Building of the Receptor–Micelle Complex
All
of the MD simulations were performed using the GROMACS package[42] with the GROMOS force field.[43] The initial coordinates of A2AR with antagonist
ZM241385 bound and β2AR with antagonist carazolol
bound were taken from PDB entries 3PWH(27) and 2RH1,[29] respectively. The A2AR thermostable mutant in
the inactive state contains eight mutations (A54L2.52,
T88A3.36, R107A3.55, K122A4.43, L202A5.63, L235A6.37, V239A6.41, and S277A7.42). The A2AR and β2AR were inserted
into each of the three detergent micelles built as described above.
The receptor–detergent complex was constructed by inserting
the receptor into hollow micelles. The partial atomic charges for
each ligand are the ESP charges calculated using the HF-631G** method
as implemented in the Jaguar program of the Schrödinger suite.[44] The bonded and nonbonded parameters of the ligands
were obtained using the web utility PRODRG.[45] Each of the prepared structures was minimized in energy using the
steepest descent (SD) method in GROMACS. We retained all of the crystal
waters and added counterions to neutralize each system. We used the
SPC force field for the waters in the simulations. Each system was
replicated and assigned with different initial velocities to generate
five independent simulations, resulting in a total of 30 simulations.
MD Simulation Protocol
GROMACS ver. 2016 was used for
all MD simulations in this study. The receptor–detergent system
and solvent waters were independently coupled to a temperature bath
with a relaxation time of 0.2 ps.[46] The
pressure was calculated using a molecular virial and held constant
by weak coupling to a pressure bath with a relaxation time of 0.5
ps. For all of the equilibration simulations, the receptor was positionally
restrained, and the simulations were performed at constant pressure
(NPT). The bond lengths and geometry of the water
molecules were constrained using the SHAKE algorithm.[47] For equilibration of the receptor–detergent complexes,
the atoms of the protein were positionally restrained using a harmonic
restraining force with a force constant of 10000 kJ mol–1 nm–1 during the 1 ns equilibration at 310 K. In
this step, the water molecules and detergent could be moved to optimize
their packing around the receptor. The system was further equilibrated
using the NPT ensemble, while the force constant
of the restraining force was set to 2100 kJ mol–1 nm–1 and reduced to zero stepwise each 2.5 ns.
At this point, the pressure coupling was switched on. We performed
an additional 5 ns of simulations without restraints before the production
runs. Five independent simulations each to 250 ns were performed with
different starting velocities. The details of the methods used for
calculating properties calculated from MD simulation trajectories
are given in the Supporting Information.

---

» **What the exercise asks**
Answer these questions from the simulation methods text:
1. Which PDB entry provided the starting coordinates for β2AR?
2. At what temperature was the 1 ns equilibration run?
3. How long was each of the five independent production simulations?
You won't need the rows for this.

» **Source material**
---

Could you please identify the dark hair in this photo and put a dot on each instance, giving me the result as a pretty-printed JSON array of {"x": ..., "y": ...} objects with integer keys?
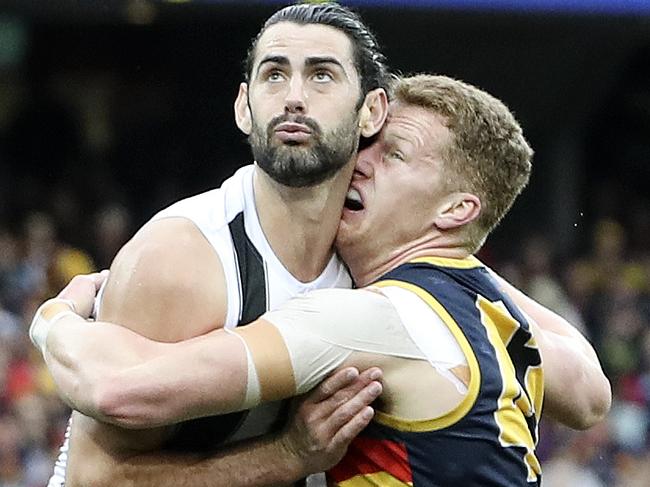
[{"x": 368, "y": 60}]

---

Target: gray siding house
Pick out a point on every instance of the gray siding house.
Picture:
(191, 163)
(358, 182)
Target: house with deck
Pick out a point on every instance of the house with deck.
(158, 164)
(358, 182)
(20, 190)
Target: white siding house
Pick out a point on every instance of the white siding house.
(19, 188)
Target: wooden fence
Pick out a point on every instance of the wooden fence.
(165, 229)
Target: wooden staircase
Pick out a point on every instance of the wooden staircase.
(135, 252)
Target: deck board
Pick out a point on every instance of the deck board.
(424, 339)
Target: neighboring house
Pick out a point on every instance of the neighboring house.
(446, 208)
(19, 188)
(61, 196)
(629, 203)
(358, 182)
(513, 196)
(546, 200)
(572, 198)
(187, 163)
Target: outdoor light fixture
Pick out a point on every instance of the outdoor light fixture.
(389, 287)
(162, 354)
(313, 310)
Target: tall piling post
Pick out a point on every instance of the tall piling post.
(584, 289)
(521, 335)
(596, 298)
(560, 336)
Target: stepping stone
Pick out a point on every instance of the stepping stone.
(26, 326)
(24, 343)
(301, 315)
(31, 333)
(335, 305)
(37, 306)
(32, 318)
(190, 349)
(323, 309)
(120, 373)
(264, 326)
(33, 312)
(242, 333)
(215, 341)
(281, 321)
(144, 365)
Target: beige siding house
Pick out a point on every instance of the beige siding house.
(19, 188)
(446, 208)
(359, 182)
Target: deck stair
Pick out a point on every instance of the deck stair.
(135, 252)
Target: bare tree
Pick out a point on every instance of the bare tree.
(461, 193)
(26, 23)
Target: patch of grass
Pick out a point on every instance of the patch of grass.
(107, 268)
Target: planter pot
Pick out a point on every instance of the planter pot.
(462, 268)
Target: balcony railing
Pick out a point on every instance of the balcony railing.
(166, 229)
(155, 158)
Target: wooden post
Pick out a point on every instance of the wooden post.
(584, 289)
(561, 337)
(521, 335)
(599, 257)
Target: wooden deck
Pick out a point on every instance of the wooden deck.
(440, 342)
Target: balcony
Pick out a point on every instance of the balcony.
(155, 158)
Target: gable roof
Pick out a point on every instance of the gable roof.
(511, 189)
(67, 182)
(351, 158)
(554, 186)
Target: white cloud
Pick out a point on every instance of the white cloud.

---

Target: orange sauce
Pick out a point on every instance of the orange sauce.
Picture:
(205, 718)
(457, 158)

---

» **Result below**
1. 2RH1
2. 310 K
3. 250 ns